EXCERPTED TEXT:
-- start --

Scott goes on to say that Paul uses the past tense for the verbs dead and buried, in the letter to the churches in Corinth, indicating a completed action.  But that Paul uses a verb tense for “He was raised up” that indicates a past action with continuing effect.  God had Jesus stand up and that standing up continues to move on the world. 
          The appearances of Jesus to this list of people Paul details in his letter all indicate that the appearances happened “for” or “on behalf of” the person or persons:  “for Cephas”, “for the twelve”, “for James”, “for all the apostles.”  The meaning is that God is causing Jesus to appear for this person or these persons. 
          God causes Jesus to appear for these people so that they might have hope that the empire cannot kill who and what the Anointed was and is.  Over and over again, Paul makes it clear that resurrection is not about heaven, not about the afterlife, not even and only about Jesus as the Anointed.  For Paul, the resurrection was a part of a long line of struggle by God to transform the world.  Resurrection affirmed and vindicated who Jesus was in life, what he preached and taught, the way he moved and ministered in keeping with a long line of Jewish tradition that interprets God’s primary value as social justice. 
          Rome did its absolute worst to Jesus the Anointed and sought to proclaim what he said and did as over and done with, that the Jewish God’s justice could be executed and buried.  Oh but, sisters and brothers, siblings and cousins, have hope, the long line of writings and scriptures tell us, because according to the writings and Scriptures, God has other plans.  God can raise up justice from the dust. 
          At the beginning of this sermon, I related that after years and years of tradition and re-telling, the resurrection has become only about Jesus, affirming his bodily resurrection and about getting our individual souls into heaven.  As if Jesus always pointed to himself.  But no matter how many times we read Humpty Dumpty, there is no egg there.  For Paul, there is no evidence that Jesus’ resurrection had anything to do with believing in the physically improbably and an afterlife.  Through Bible study, in looking at Paul’s letters, we see that the resurrection was about countering imperial power, death, and violence.  Paul used the martyr’s story found within his Jewish tradition to reflect upon the life of Jesus and proclaim that God had raised him.  Even those dead belonging to the Anointed would go with him in resurrection when the Anointed one, as opposed to some Roman ruler, returned to the city.  In fact, as a way to comfort those who worry about their dead loved ones, Paul states that they will be taken up first by Jesus.  Rome did its worst, could do its worst.  God would raise the faithful up from the dust.

-- end --

Entries drawn from a pointing dataset:
-- start --

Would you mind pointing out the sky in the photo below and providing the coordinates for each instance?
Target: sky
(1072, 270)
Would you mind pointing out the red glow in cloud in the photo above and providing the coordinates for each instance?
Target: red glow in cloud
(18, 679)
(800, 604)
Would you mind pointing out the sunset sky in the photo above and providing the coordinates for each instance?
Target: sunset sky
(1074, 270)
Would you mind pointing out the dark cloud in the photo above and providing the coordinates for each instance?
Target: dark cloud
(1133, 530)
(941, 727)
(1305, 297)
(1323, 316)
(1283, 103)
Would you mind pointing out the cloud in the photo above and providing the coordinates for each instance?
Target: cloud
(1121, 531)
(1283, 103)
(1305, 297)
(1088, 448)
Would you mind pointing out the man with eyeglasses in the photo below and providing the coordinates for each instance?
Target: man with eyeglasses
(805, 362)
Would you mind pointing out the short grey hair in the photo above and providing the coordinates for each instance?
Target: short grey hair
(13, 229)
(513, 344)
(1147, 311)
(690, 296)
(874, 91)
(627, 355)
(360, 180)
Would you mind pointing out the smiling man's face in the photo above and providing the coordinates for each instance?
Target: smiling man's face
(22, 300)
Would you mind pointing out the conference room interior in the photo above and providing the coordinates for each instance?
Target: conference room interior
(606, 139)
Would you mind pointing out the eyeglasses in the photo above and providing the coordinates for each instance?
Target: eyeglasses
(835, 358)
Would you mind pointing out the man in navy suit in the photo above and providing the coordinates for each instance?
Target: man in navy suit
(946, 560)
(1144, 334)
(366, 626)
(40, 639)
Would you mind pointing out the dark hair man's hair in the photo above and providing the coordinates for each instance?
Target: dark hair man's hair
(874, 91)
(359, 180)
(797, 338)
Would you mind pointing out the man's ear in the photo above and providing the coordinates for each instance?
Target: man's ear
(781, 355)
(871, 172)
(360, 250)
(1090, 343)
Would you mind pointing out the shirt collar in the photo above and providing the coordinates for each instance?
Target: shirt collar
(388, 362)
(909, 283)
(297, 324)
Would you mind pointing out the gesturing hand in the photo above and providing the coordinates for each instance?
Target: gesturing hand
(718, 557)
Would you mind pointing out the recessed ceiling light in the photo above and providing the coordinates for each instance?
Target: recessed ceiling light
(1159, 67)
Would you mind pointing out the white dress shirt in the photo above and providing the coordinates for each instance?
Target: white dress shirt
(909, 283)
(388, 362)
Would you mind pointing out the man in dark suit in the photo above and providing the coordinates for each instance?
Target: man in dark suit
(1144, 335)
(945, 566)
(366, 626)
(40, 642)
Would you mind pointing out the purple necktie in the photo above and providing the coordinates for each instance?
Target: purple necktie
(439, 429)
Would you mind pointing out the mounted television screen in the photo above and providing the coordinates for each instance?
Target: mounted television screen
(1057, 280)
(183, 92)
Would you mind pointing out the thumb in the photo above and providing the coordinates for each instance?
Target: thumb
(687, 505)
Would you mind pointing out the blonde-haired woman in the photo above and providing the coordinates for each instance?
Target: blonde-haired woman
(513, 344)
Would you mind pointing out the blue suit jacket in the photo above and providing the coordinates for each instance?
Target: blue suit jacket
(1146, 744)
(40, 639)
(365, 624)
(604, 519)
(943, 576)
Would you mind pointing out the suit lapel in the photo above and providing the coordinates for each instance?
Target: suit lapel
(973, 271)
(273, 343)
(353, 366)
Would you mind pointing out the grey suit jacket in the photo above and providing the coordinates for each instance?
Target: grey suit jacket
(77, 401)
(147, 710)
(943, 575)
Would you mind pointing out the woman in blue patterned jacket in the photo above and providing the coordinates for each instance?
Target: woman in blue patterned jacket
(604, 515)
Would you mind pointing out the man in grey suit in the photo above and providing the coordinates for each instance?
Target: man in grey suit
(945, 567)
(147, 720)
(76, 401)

-- end --

WORK INSTRUCTIONS:
- a) Reproduce verbatim the portion of the sermon on Paul and the resurrection that begins with "The appearances of" and ends after "or these persons.".
- b) Carry the sermon on Paul and the resurrection forward from its final sentence.
These lines were taken from a separate source.

ANSWERS PROVIDED:
- a)
The appearances of Jesus to this list of people Paul details in his letter all indicate that the appearances happened “for” or “on behalf of” the person or persons:  “for Cephas”, “for the twelve”, “for James”, “for all the apostles.”  The meaning is that God is causing Jesus to appear for this person or these persons.

- b)
          These resurrection stories put a critical question before us.  Are we so invested in our individual salvation and getting to heaven, in believing credal formulations, that we ignore the plain meaning Paul gives to the resurrection?  Are we willing to confront the power, violence, and death of empire believing that God will raise us up?  May God have Jesus appear for us, individually, and also as a community, Billings First Congregational Church, so that we might have hope, and continue the life, ministry, and mission of Jesus.  May we be part of the long tradition in which Paul placed Jesus.  Let it be known that no empire can execute and bury the justice found in the people and program of Billings First Congregational Church.  Rome did its worst to Jesus, and God raised him up.  In the same manner, sisters and brothers, siblings and cousins, God will awaken and quicken us too.   Out of dust, we will be raised.  Out of dust, we will be raised.  Alleluia.  Amen.
         


[1] Frank McCourt, ‘Tis.  (New York:  Scribner, 1999),  pp. 353-354,  found in Bernard Brandon Scott, The Trouble with Resurrection:  From Paul to the Fourth Gospel  (Salem, Oregon:  Polebridge Press, 2010), p. 3.
[2] Scott, The Trouble, p. 3.
[3] Scott, “The Trouble,”  pp. 39-45, p. 89.
[4] Ibid, p. 230.
[5] Ibid, p. 88-89.
[6] Ibid, p. 89.  4 Maccabees 17:22.
[7] Ibid, p. 89.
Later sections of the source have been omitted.